== Document section ==

My twenties were bumpy. Grad school, temp work, and barista duty were punctuated by bouts of depression. When I turned thirty, I was itching for a fresh start, preferably one filled with stability and domesticity. Although motherhood had never been a given for me, I began to ponder the possibility. Okay, that’s being kind. Fret myself to within an inch of sanity may be a more apt description of how I went about considering the Baby Question for nearly five years.
Just when I’d be certain that my mind was made up—absolutely no; never—I’d see a cool looking family playing Frisbee together or receive a hilarious e-mail from a friend whose precocious four-year old was learning to read. Well, maybe … Yet the reasons to avoid motherhood were as bountiful. The world was a mess; how could I bring another person into it? I wasn’t sure who I was yet; how could I help form someone?

===
== Data extract ==

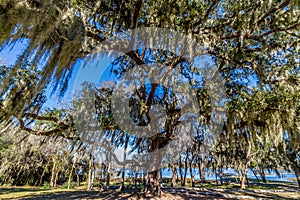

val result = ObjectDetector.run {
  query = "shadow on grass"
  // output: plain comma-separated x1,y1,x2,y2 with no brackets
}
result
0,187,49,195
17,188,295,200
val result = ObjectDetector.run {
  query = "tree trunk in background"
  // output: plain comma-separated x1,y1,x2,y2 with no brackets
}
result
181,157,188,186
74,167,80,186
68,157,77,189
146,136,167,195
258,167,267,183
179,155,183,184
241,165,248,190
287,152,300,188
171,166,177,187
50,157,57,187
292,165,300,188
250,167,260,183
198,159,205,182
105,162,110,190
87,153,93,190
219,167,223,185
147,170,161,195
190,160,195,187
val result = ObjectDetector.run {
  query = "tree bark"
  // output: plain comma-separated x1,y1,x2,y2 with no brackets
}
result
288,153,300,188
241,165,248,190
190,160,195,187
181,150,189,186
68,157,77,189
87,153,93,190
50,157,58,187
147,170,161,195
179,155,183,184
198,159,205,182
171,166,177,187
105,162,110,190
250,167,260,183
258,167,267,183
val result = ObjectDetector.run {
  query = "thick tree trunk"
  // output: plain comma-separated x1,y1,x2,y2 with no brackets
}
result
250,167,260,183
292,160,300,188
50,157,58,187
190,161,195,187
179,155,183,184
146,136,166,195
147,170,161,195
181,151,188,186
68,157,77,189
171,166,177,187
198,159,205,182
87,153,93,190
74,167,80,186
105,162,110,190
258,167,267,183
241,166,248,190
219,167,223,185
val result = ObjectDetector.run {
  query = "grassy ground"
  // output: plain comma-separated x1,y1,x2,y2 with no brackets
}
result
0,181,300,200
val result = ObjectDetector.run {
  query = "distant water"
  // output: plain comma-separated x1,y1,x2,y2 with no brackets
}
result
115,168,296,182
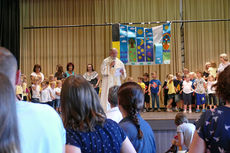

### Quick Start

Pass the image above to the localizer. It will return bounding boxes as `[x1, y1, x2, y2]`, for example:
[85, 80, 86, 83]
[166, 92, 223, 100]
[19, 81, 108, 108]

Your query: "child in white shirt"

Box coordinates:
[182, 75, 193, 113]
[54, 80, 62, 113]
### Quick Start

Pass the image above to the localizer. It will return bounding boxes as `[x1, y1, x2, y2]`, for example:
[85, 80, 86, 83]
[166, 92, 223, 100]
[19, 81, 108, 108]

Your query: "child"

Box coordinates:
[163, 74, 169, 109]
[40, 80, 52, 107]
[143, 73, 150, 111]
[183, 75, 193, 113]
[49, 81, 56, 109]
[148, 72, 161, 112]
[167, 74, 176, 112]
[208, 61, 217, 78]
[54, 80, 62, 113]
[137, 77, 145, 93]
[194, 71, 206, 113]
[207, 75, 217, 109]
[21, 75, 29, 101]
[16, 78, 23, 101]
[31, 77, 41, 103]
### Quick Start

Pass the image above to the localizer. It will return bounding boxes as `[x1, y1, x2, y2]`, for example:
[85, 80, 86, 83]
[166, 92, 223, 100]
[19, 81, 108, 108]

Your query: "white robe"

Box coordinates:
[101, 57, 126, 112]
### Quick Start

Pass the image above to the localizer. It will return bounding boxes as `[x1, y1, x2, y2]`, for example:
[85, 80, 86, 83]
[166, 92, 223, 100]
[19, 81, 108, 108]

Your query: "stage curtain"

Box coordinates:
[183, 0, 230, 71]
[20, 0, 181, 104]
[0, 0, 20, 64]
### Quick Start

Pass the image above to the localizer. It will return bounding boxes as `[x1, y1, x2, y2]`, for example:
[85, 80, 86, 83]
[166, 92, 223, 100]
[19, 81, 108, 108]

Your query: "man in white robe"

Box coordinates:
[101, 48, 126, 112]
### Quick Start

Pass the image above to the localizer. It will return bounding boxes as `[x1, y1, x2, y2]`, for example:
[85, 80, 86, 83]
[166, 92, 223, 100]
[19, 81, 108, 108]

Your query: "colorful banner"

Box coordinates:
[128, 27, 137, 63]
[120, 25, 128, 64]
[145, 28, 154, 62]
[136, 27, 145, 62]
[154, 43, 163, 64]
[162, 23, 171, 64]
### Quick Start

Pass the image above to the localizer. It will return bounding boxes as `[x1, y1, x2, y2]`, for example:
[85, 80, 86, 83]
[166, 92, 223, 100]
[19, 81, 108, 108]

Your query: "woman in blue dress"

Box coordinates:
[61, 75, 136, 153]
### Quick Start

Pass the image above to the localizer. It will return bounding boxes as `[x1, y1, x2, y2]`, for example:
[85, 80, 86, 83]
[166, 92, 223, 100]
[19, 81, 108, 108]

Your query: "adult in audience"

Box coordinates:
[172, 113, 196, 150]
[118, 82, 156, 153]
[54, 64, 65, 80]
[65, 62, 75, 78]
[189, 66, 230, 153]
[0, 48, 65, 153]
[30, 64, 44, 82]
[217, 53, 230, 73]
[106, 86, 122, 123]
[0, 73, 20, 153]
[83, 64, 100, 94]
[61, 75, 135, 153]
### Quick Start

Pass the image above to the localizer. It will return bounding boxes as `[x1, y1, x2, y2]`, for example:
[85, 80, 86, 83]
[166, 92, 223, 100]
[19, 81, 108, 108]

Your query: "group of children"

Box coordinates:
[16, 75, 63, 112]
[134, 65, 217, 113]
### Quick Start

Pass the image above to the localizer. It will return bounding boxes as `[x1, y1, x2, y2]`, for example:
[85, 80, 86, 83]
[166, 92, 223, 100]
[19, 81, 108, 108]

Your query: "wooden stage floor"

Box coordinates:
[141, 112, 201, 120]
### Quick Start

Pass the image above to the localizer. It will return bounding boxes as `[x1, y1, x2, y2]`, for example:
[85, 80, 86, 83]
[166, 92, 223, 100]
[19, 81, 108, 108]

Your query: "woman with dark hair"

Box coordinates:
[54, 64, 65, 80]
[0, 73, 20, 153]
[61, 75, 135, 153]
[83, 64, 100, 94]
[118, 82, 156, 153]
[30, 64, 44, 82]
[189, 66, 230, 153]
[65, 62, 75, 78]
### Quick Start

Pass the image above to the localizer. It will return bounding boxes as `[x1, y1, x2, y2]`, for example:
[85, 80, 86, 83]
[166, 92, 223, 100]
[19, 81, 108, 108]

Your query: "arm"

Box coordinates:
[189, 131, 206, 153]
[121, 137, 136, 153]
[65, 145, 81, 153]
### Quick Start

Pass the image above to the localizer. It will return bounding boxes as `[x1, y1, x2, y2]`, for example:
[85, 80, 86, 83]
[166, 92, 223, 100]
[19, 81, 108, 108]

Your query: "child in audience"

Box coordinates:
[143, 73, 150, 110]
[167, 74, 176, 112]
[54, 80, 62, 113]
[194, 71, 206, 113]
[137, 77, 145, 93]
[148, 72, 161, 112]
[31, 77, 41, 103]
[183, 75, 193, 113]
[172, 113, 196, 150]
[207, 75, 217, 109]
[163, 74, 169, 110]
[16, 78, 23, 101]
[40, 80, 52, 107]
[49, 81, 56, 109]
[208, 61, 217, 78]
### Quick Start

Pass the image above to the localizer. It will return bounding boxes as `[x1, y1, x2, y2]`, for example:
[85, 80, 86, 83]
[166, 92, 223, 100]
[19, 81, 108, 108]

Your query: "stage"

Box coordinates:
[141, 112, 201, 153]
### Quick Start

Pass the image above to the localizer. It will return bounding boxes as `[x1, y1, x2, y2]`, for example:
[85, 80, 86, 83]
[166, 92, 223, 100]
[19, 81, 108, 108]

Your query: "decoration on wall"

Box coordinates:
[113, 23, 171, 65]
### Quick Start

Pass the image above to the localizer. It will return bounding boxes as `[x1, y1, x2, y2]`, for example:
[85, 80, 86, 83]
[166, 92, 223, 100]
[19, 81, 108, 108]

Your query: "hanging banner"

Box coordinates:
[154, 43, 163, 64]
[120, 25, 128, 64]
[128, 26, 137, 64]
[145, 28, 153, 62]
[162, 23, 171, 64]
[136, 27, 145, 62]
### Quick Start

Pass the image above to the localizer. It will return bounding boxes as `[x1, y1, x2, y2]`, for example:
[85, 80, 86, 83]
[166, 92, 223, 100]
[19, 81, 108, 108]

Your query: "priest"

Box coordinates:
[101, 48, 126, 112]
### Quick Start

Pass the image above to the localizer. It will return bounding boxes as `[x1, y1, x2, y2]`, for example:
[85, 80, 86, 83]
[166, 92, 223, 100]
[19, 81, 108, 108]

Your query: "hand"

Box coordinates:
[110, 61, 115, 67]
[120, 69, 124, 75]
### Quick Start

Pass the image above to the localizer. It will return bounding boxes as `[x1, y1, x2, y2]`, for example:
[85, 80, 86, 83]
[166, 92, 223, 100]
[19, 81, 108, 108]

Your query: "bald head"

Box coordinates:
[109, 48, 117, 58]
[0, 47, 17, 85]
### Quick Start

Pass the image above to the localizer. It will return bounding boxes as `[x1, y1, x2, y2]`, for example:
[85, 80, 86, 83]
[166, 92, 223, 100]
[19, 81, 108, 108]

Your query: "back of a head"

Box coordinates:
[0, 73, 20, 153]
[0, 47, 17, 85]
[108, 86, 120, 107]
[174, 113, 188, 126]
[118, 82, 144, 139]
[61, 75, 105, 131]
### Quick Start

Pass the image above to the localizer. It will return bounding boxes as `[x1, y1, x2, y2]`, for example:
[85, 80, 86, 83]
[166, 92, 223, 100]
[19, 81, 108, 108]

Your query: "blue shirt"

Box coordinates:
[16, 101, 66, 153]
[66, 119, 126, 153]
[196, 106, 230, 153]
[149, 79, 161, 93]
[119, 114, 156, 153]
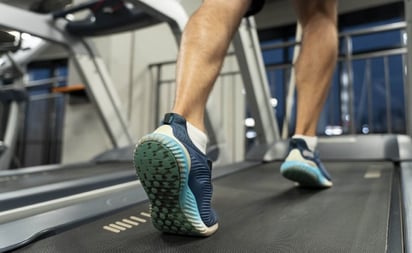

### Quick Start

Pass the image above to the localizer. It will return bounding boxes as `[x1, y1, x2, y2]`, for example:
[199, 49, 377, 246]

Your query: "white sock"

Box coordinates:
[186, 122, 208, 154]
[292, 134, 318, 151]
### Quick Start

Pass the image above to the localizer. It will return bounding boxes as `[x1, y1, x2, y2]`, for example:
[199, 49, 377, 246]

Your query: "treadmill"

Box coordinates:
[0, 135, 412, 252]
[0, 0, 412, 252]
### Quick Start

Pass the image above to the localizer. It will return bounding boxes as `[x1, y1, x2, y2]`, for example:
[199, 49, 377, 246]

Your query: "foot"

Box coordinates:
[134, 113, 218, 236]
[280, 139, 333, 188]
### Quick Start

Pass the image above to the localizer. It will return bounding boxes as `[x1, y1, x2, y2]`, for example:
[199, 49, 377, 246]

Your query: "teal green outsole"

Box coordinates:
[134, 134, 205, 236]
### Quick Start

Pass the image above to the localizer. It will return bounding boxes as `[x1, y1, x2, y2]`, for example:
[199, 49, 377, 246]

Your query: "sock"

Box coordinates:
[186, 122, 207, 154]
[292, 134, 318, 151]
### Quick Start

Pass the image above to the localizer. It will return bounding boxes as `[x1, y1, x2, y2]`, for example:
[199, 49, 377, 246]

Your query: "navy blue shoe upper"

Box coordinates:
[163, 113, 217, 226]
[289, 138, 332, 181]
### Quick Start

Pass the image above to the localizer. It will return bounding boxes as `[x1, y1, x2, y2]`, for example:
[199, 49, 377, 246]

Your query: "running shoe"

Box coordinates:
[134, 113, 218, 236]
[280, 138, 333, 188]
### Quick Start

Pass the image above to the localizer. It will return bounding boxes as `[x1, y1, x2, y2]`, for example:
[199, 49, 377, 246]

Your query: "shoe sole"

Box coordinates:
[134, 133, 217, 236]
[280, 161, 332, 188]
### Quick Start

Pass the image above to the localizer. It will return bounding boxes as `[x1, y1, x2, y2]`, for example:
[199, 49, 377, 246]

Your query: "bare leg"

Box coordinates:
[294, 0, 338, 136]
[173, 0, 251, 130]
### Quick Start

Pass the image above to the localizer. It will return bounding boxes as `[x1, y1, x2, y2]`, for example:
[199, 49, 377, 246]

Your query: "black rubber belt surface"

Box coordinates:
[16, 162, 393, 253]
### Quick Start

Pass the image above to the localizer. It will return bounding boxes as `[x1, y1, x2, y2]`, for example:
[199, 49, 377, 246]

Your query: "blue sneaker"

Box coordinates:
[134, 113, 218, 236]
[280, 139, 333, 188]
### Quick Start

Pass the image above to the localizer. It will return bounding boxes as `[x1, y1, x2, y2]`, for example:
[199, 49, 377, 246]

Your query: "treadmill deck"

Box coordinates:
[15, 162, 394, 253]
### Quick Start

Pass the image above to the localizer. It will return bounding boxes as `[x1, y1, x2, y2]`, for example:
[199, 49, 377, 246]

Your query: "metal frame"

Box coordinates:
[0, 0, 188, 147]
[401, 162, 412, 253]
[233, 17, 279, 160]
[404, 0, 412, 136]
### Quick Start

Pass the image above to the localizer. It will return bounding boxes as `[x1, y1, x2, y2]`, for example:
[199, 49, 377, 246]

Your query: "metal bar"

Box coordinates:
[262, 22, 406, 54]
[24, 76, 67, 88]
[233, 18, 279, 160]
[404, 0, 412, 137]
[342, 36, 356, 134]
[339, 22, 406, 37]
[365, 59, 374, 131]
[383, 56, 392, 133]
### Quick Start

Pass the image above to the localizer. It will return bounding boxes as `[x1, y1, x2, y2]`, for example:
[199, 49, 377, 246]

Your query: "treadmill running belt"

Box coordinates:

===

**Exercise set**
A) Translate this sentence from the motherhood essay into Spanish: "When I turned thirty, I was itching for a fresh start, preferably one filled with stability and domesticity."
B) According to the motherhood essay, for how long did the writer consider the Baby Question?
None of the source records are needed for what comes next.

**Answers to the problems**
A) Cuando cumplí treinta años, estaba deseando un nuevo comienzo, preferiblemente uno lleno de estabilidad y vida hogareña.

B) For nearly five years.